String Functions

String functions are used to manipulate string data.

CONCAT

text

concat(col1, col2, ...)

Concatenates arrays or strings. This function accepts any number of arguments and returns a string or an array.

ENDSWITH

text

endswith(col1, col2)

Returns a boolean indicating whether the first string argument ends with the second string argument.

FORMAT_TIME

text

format_time(col, format)

Format a datetime to string. The 'col' will be cast to datetime type if it is bigint, float or string type before formatting. Please check format patterns for how to compose the format.

Format_time patterns

A pattern is used to create a format string. Patterns are based on a simple sequence of letters and symbols which is common in many languages like Java, etc. The supported symbols in Kuiper are

Symbol	Meaning	Example
G	era	G(AD)
Y	year	YYYY(2004), YY(04)
M	month	M(1), MM(01), MMM(Jan), MMMM(January)
d	day of month	d(2), dd(02)
E	day of week	EEE(Mon), EEEE(Monday)
H	hour in 24 hours format	HH(15)
h	hour in 12 hours format	h(2), hh(03)
a	AM or PM	a(PM)
m	minute	m(4), mm(04)
s	second	s(5), ss(05)
S	fraction of second	S(.0), SS(.00), SSS(.000)
z	time zone name	z(MST)
Z	4 digits time zone offset	Z(-0700)
X	time zone offset	X(-07), XX(-0700), XXX(-07:00)
\	Escape character	\Z(Z) \X(X)

Examples:

YYYY-MM-dd T HH:mm:ss -> 2006-01-02 T 15:04:05
YYYY/MM/dd HH:mm:ssSSS XXX -> 2006/01/02 15:04:05.000 -07:00
yyyy-MM-ddTHH:mm:ssSS\ZXX -> 2006-01-02T15:04:05.00Z-0700

INDEXOF

text

indexof(col1, col2)

Aim 1 »
From the string functions reference, reproduce everything from "format_time(col, format)" down to "compose the format.".
Aim 2 »
According to the string functions reference, what types does format_time cast 'col' to datetime from before formatting?
Aim 3 »
Using the string functions reference, decide whether each statement is supported (yes or no), and quote the words that settle it.
(a) The concat function accepts only two arguments.
(b) The endswith function returns a boolean.
(c) The format_time patterns are unique to Kuiper.

Data excerpts »
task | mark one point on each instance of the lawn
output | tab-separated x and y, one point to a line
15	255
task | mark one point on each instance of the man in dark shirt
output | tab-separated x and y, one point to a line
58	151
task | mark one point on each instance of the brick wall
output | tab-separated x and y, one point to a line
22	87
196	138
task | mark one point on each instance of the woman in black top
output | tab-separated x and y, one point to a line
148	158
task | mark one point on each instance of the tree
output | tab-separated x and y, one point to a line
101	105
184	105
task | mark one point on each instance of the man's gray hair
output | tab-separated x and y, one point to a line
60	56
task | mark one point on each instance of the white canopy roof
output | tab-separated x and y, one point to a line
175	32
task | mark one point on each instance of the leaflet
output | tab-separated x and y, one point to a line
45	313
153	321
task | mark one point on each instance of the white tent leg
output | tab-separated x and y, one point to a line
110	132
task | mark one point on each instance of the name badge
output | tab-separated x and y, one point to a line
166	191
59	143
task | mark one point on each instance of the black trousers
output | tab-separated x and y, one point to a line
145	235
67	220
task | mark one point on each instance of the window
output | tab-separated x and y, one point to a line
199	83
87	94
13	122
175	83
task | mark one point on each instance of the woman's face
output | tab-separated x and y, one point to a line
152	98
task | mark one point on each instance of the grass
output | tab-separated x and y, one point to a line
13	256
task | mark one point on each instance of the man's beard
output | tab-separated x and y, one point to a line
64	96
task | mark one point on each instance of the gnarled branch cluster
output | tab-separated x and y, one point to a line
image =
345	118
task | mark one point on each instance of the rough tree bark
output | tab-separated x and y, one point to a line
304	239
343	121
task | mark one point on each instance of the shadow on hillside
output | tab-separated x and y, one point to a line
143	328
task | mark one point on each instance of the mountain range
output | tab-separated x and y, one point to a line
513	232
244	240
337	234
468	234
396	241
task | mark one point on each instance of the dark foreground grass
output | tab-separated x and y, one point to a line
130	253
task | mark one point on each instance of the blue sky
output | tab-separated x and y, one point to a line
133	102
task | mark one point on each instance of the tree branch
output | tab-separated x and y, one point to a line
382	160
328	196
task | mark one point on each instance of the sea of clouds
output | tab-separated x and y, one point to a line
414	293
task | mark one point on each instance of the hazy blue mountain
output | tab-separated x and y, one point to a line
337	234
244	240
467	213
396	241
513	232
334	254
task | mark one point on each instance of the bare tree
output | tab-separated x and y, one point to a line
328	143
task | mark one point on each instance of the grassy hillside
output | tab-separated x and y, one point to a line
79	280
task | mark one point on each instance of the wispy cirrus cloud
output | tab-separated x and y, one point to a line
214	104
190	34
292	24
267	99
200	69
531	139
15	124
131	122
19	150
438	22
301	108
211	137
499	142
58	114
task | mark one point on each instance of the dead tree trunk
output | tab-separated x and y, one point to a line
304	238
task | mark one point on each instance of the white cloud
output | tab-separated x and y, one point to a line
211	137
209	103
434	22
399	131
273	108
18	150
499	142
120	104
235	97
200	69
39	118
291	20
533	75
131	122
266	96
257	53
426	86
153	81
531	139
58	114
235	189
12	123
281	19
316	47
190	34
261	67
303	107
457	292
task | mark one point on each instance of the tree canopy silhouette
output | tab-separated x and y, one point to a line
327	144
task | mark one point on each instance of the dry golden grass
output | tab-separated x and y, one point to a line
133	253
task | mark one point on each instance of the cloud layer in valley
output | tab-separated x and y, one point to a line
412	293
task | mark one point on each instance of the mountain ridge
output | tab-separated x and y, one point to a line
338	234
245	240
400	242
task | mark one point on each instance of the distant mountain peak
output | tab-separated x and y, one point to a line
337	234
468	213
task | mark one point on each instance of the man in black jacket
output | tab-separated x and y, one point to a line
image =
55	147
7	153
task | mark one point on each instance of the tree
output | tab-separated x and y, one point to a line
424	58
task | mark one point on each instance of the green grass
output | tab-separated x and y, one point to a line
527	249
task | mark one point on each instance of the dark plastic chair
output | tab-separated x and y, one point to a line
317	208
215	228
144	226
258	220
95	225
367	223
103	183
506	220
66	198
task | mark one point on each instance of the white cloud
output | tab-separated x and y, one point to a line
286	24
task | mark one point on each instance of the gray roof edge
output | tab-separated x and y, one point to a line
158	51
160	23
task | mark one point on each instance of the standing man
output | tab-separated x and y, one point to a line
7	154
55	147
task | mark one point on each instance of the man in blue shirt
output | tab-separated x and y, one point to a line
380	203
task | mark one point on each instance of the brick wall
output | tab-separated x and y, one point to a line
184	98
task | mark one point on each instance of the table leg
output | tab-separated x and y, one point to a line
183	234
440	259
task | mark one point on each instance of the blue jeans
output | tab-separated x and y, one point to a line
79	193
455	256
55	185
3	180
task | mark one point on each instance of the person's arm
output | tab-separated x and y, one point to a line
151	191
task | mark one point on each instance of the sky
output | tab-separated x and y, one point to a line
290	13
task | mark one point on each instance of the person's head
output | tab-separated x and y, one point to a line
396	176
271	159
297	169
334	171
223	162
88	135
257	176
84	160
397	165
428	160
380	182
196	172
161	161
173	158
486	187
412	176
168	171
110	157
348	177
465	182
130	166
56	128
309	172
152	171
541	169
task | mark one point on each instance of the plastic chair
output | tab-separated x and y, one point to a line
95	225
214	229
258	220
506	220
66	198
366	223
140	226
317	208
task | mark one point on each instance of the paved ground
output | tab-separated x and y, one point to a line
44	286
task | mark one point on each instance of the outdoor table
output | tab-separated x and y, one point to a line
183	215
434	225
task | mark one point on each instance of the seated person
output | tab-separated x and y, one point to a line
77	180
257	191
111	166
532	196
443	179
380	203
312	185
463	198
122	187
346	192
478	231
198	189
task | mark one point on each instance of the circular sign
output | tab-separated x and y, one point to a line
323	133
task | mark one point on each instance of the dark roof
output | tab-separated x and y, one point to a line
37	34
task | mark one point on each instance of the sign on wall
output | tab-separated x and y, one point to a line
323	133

Written response 1 »
format_time(col, format)

Format a datetime to string. The 'col' will be cast to datetime type if it is bigint, float or string type before formatting. Please check format patterns for how to compose the format.

Written response 2 »
Bigint, float or string.

Written response 3 »
(a) No: "This function accepts any number of arguments and returns a string or an array."
(b) Yes: "Returns a boolean indicating whether the first string argument ends with the second string argument."
(c) No: "Patterns are based on a simple sequence of letters and symbols which is common in many languages like Java, etc."